FACULTY MENTOR Vasconcelos, Nuno. PROJECT TITLE Image collection with drones

Image collection with drones The last few years have shown that a critical component in the design of effective image classification systems is the availability of large training datasets. Drones are a new way to collect large numbers of images of objects in a relatively inexpensive manner. We are interested in collecting datasets of objects under many views and in collecting datasets of scenes. The students will develop protocols for the use of drones in data collection and apply those protocols to the assembly of a few datasets. These will then be used to train deep learning systems for object recognition. MS or undergraduate. As many as apply Candidates are expected to have basic knowledge of Python, Linux and computer vision.

Deep learning to measure image quality Datasets are an integral component of machine learning, and they are even more powerful if accurately labeled. We will develop an automated method for labeling drone obtained picture based on intuitive, human perceivable qualities such as blurriness, brightness, contrast, noise, and (over/under) exposure. Labels associated with each image will provide a quantitative estimate of an image s characteristics, ultimately to be used in deep learning applications. Methods should be robust, flexible, automated, and scalable so they can adequately process tens of thousands of different drone-taken images. Candidates are expected to be adept with at least one commonly used programming language, such as C++, Java, or Python. Knowledge in Linux, OOP, computer vision, image processing, and/or machine learning are a plus, but not essential.

Supplied records:
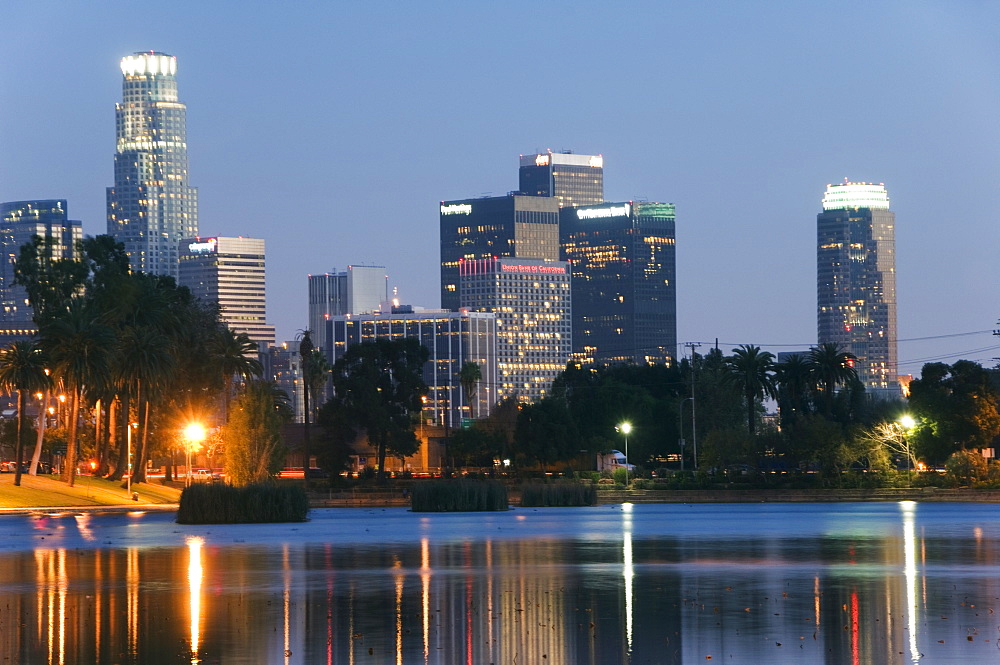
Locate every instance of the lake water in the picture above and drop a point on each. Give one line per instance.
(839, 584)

--

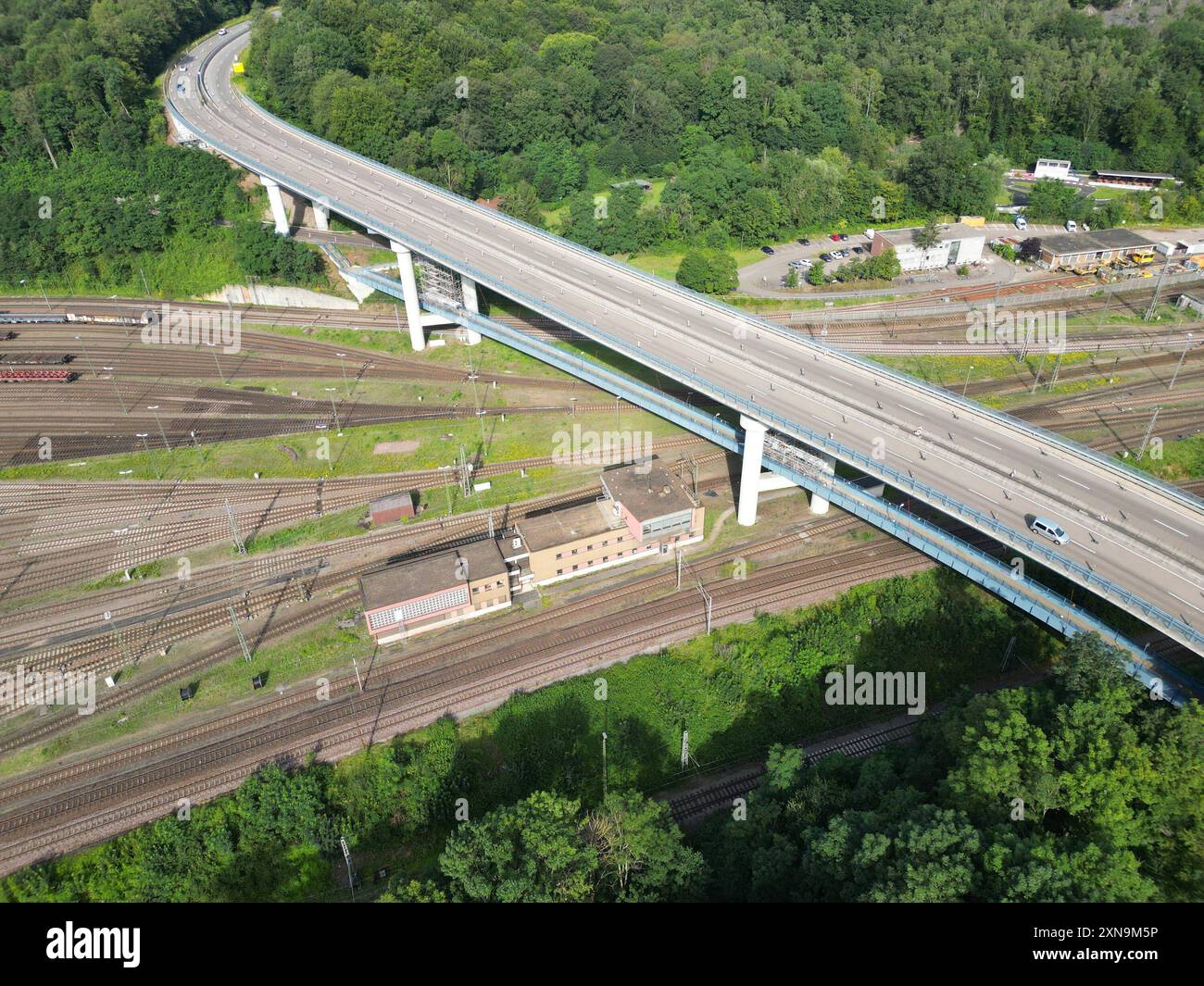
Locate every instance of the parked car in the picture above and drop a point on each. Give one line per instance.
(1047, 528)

Goal:
Print the drone project descriptions at the top of the page again, word for word, from start to finish.

Worked solution:
FACULTY MENTOR Vasconcelos, Nuno. PROJECT TITLE Image collection with drones

Image collection with drones The last few years have shown that a critical component in the design of effective image classification systems is the availability of large training datasets. Drones are a new way to collect large numbers of images of objects in a relatively inexpensive manner. We are interested in collecting datasets of objects under many views and in collecting datasets of scenes. The students will develop protocols for the use of drones in data collection and apply those protocols to the assembly of a few datasets. These will then be used to train deep learning systems for object recognition. MS or undergraduate. As many as apply Candidates are expected to have basic knowledge of Python, Linux and computer vision.

Deep learning to measure image quality Datasets are an integral component of machine learning, and they are even more powerful if accurately labeled. We will develop an automated method for labeling drone obtained picture based on intuitive, human perceivable qualities such as blurriness, brightness, contrast, noise, and (over/under) exposure. Labels associated with each image will provide a quantitative estimate of an image s characteristics, ultimately to be used in deep learning applications. Methods should be robust, flexible, automated, and scalable so they can adequately process tens of thousands of different drone-taken images. Candidates are expected to be adept with at least one commonly used programming language, such as C++, Java, or Python. Knowledge in Linux, OOP, computer vision, image processing, and/or machine learning are a plus, but not essential.